[Entries from a point annotation set]
[Begin]
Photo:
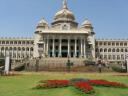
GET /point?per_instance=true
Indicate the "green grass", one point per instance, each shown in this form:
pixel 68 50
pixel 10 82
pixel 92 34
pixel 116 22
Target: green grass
pixel 23 85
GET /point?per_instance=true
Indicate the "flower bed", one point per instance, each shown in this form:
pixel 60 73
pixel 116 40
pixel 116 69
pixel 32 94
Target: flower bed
pixel 106 83
pixel 84 87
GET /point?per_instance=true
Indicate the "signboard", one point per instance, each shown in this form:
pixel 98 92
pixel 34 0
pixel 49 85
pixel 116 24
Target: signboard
pixel 7 64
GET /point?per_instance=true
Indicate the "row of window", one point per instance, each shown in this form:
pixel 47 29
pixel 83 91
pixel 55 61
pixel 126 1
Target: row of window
pixel 19 48
pixel 112 43
pixel 16 42
pixel 111 50
pixel 112 57
pixel 18 55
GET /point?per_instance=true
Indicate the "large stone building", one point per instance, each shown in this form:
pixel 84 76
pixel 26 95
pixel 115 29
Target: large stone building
pixel 64 38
[End]
**WHAT YOU HAVE TO DO:** Extract each line in the data above that contains the word "large".

**OUTPUT OF THE EXERCISE:**
Indicate the "large stone building", one point per instance, each shown in this form:
Target: large stone building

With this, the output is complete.